- _CHALLENGE A_:
Answer these questions using the "Political Babel" text:
(i) What date does it give for Parashat Noah 5769?
(ii) How many verses does the Tower of Babel story comprise in the Torah?
(iii) Which verse and chapter contain the words "come let us build a city"?
- _CHALLENGE B_:
Write a continuation of the "Political Babel" text on the Tower of Babel and the yearning for unity, starting after its last paragraph.

Noah - "Political Babel"

Parashat Noah 5769 – November 1, 2008

Political Babel

We may not always have the same principles or even the same language with which to express our ideals, but living in a democracy demands that we once again learn to talk to one another.

If only we could stop this partisan bickering and come together as one nation to achieve a common purpose? We hear this sentiment expressed often these days. The pundits, pollsters, and politicians themselves tell us often that Americans are tired of the rancor and maneuvering of “Washington politics as usual” that puts ideology and party above pragmatic solutions to the problems that face us. We don’t want all this ideological fighting; we want leaders who have good ideas, right?

In the abstract, this desire for unity and pragmatism is understandable. Most of us don’t take pleasure in arguing with our friends and neighbors… though watching some of you debate at kiddush, one might think otherwise… we want to get along and work together. Or, perhaps, we just want to be left alone and avoid discord. You might be tempted to throw the remote at the TV every time you see a new political ad.

Perhaps this yearning for unity and mutual understanding is natural in us. Indeed, it seems like a universal impulse. So much so, that we find this theme in the most ancient stories known to humanity. Many of us know the story of the Tower of Babel. Similar stories can be found in other ancient Mesopotamian cultures as well. In the Torah, it comprises just nine short verses and it is often overlooked by commentators. But, I find the story of Babel fascinating because the people of Babel also express the human yearning for unity. Verse 4 of chapter 11 states: [The people] said to one another, “come let us build a city, and a tower with its top in the sky, to make a name for ourselves; lest we be scattered all over the world.” On the surface, there doesn’t seem to be anything wrong with their desire. They just want to put aside their difference and be unified.

- _RECORDS SHOWN_:
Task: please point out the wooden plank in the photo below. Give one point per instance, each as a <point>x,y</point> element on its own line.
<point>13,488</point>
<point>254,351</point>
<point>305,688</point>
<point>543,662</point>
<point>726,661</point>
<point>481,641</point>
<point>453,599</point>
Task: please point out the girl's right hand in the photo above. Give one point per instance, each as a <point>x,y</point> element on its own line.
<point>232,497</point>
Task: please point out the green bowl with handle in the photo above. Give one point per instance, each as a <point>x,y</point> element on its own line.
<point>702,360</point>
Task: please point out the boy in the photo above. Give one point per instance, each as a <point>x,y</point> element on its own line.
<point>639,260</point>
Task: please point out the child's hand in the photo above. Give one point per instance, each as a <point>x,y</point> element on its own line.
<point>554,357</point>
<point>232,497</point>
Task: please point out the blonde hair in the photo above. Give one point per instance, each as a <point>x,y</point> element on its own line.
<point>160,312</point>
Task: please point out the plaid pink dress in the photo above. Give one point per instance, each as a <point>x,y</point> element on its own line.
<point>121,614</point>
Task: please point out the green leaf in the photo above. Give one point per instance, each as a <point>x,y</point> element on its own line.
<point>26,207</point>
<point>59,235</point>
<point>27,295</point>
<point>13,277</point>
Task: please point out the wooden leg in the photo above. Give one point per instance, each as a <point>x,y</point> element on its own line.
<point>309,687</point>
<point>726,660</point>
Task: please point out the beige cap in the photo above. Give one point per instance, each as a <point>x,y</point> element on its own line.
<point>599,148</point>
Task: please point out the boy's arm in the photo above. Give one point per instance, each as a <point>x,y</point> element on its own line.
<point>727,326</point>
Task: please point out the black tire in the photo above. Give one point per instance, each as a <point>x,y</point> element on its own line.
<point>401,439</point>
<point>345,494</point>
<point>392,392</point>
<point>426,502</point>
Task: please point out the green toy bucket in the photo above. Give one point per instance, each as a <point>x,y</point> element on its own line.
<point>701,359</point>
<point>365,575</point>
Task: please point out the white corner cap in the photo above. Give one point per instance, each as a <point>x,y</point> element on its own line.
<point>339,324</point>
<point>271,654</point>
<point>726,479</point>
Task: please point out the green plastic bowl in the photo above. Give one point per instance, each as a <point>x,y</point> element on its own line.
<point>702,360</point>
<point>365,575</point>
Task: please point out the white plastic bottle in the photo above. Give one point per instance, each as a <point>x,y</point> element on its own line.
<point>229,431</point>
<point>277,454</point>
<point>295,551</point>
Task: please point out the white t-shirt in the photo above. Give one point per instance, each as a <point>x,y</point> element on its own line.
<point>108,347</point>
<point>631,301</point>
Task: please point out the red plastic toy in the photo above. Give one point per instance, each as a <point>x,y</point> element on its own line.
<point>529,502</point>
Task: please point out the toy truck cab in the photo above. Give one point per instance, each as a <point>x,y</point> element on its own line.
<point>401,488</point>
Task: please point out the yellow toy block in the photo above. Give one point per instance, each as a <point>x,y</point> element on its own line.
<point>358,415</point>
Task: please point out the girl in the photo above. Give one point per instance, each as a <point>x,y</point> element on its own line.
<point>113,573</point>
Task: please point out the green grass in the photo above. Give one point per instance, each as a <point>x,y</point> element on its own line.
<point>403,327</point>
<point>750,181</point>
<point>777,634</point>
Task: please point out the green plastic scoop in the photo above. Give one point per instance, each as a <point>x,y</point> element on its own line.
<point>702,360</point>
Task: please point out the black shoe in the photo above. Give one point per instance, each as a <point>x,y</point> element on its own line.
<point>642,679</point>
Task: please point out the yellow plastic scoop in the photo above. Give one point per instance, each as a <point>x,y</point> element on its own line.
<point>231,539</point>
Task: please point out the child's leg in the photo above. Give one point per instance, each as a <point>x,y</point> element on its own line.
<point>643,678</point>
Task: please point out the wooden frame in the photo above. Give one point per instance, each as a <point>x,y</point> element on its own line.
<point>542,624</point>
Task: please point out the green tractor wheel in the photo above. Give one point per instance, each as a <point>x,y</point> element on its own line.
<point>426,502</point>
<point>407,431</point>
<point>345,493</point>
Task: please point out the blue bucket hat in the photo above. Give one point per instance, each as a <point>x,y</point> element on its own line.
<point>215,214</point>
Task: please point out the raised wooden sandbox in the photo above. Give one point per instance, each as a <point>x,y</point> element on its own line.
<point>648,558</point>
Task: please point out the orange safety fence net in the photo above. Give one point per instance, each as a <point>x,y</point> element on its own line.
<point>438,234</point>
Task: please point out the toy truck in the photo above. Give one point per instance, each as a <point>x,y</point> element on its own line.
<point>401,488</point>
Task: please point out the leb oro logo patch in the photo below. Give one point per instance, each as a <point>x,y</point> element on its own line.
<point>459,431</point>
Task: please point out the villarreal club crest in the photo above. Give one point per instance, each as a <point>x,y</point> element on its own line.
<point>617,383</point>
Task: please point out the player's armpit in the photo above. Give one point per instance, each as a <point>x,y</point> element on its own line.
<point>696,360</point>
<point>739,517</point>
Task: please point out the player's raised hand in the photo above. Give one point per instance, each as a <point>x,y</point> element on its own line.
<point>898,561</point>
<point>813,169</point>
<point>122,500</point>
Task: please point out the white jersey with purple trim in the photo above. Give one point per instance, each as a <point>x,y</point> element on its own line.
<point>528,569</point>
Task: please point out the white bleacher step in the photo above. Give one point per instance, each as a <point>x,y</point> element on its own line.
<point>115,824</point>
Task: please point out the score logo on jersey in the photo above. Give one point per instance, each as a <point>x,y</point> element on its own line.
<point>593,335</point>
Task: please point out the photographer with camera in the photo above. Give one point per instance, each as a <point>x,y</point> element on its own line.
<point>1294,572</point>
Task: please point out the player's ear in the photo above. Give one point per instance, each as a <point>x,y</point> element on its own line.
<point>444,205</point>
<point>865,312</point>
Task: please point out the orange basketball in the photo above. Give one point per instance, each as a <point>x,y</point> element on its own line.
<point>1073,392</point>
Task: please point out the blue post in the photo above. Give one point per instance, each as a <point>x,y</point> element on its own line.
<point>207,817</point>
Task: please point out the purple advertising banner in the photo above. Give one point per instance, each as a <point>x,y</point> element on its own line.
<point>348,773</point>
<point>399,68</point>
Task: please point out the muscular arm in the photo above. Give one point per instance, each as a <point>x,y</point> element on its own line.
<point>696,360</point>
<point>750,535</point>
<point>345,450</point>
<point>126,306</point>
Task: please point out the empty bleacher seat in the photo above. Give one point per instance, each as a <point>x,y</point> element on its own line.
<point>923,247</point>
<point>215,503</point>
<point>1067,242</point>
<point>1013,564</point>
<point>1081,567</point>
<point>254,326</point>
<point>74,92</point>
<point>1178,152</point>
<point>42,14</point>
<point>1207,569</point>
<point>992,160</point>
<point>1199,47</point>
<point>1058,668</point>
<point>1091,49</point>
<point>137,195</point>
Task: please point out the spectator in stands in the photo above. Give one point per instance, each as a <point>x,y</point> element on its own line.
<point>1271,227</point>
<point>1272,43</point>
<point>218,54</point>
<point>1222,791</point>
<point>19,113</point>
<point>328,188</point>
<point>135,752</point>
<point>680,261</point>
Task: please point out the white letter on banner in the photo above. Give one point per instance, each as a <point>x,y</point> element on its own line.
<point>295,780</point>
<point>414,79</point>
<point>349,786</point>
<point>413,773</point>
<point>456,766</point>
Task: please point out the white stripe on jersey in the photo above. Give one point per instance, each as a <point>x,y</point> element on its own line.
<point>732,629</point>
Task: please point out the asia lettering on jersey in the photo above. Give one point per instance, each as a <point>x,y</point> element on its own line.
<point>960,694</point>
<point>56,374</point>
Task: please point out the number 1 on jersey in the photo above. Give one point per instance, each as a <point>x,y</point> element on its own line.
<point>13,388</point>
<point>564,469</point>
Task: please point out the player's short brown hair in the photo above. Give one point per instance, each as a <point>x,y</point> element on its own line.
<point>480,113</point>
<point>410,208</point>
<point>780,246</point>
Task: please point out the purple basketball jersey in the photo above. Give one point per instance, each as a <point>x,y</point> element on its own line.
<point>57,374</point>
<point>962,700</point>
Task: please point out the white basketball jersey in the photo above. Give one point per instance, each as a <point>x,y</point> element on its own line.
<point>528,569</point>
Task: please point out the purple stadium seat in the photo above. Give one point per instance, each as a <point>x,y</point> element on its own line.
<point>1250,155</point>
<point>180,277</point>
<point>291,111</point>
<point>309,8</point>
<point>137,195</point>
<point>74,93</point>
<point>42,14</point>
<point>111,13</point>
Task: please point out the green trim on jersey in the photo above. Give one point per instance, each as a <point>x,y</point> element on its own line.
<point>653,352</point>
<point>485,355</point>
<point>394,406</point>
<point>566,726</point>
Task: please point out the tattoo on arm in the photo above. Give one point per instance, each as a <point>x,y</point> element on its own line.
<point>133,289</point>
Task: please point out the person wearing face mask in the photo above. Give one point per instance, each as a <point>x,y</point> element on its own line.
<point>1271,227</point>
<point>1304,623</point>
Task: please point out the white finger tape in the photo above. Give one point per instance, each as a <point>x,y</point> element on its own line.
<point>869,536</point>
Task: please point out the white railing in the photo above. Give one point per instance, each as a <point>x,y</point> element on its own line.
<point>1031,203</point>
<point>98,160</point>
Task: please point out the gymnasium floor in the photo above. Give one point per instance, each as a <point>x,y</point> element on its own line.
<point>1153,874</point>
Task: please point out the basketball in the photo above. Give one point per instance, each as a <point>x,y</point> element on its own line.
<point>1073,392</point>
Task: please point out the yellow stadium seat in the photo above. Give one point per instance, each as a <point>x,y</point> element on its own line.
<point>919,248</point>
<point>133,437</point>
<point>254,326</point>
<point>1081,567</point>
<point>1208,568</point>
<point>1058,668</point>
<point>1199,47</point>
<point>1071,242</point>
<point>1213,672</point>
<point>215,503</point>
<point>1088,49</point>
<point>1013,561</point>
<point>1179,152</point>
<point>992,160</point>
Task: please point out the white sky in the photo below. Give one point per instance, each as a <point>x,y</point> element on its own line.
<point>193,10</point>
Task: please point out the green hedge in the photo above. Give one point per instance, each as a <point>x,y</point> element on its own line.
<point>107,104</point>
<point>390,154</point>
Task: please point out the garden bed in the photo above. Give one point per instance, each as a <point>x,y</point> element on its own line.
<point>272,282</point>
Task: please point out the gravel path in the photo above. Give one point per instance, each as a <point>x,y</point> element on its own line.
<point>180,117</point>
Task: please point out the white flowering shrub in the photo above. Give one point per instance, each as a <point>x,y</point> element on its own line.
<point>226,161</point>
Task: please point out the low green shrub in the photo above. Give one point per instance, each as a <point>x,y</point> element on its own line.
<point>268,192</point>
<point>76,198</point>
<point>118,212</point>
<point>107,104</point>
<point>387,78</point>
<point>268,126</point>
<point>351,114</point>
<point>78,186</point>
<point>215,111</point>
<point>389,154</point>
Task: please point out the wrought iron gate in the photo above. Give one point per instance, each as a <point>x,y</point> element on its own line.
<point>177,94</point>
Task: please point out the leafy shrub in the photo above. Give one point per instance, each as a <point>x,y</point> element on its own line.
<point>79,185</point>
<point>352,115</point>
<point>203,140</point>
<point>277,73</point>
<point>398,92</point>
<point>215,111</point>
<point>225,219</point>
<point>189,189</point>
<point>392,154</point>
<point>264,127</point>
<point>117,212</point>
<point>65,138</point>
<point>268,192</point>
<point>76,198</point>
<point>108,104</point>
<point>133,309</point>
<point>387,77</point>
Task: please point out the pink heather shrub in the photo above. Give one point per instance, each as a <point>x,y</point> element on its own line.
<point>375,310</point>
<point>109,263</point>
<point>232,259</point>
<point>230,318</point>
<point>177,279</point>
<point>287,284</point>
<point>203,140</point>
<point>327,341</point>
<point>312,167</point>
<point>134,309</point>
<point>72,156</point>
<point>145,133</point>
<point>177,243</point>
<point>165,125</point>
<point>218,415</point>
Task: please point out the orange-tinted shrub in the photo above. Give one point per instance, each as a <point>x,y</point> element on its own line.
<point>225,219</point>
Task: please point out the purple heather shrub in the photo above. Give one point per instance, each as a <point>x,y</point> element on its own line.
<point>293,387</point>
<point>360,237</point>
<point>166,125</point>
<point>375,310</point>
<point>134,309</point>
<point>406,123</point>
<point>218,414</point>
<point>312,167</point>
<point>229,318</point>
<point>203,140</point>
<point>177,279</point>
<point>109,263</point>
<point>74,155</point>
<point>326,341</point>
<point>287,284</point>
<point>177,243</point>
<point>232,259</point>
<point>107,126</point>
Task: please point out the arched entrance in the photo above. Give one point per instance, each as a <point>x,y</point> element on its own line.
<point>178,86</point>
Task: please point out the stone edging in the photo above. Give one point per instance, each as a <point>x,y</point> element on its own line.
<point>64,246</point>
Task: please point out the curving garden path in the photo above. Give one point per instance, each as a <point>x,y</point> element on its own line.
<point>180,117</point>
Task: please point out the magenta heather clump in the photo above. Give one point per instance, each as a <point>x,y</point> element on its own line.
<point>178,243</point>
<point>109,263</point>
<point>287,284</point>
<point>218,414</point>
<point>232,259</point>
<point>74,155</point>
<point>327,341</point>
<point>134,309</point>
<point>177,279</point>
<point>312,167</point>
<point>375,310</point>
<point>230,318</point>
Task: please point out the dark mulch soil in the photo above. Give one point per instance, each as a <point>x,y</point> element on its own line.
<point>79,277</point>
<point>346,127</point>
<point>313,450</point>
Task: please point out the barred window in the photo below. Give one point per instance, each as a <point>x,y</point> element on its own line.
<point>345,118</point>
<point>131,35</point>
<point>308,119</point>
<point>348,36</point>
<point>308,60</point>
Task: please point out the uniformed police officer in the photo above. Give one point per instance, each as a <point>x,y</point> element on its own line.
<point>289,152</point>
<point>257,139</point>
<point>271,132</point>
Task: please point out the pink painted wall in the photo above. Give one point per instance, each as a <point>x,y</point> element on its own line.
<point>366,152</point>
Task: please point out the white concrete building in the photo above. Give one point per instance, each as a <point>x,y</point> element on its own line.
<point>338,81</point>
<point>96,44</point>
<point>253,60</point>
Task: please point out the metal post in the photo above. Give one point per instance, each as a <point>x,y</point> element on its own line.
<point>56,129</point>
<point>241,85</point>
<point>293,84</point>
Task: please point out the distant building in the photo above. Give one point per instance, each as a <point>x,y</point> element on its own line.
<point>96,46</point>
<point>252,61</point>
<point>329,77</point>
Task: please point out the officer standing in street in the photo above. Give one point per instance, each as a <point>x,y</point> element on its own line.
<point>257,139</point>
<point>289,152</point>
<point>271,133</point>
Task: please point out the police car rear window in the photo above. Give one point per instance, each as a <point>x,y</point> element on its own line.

- _FINAL RESULT A_:
(i) November 1, 2008
(ii) Nine short verses
(iii) Verse 4 of chapter 11

- _FINAL RESULT B_:
At the beginning of the chapter we read that “everyone on earth had the same language and the same words.” But this seems odd in light of the chapter that precedes the story. The account of the generations after the flood clearly states that Noah’s descendants spread out over the earth, forming nations, each people with their own language. In fact, God explicitly commands Noah and his sons to “be fruitful and multiply and fill the earth” (Gn. 9:1). God, it seems, favors diversity and difference. God wants us to speak different languages and live in different cultures. But, in 10:8ff we read about a very obscure biblical character. His name is Nimrod and he is the first ruler of Babylonia. The Torah says he was the first “man of might” in the world. And that’s all we hear about Nimrod. Some commentators pick up on this thread of connection between Nimrod, the king of Bavel, and the story about the tower of Bavel. How, they ask, did we go from diverse people and languages to all the people of the world coming together in single-minded unity? The answer, they speculate, is that Nimrod was a totalitarian ruler who convinced everyone, through persuasion or force, to be the same and speak the same language. Therefore the sin of Babel is the sin of too much unity. That yearning for unity and agreement is perhaps natural and understandable – we long for a single social order and imagine that in the good old days there once was a simpler and clearer morality. But that desire for unity is also the impulse behind totalitarianism.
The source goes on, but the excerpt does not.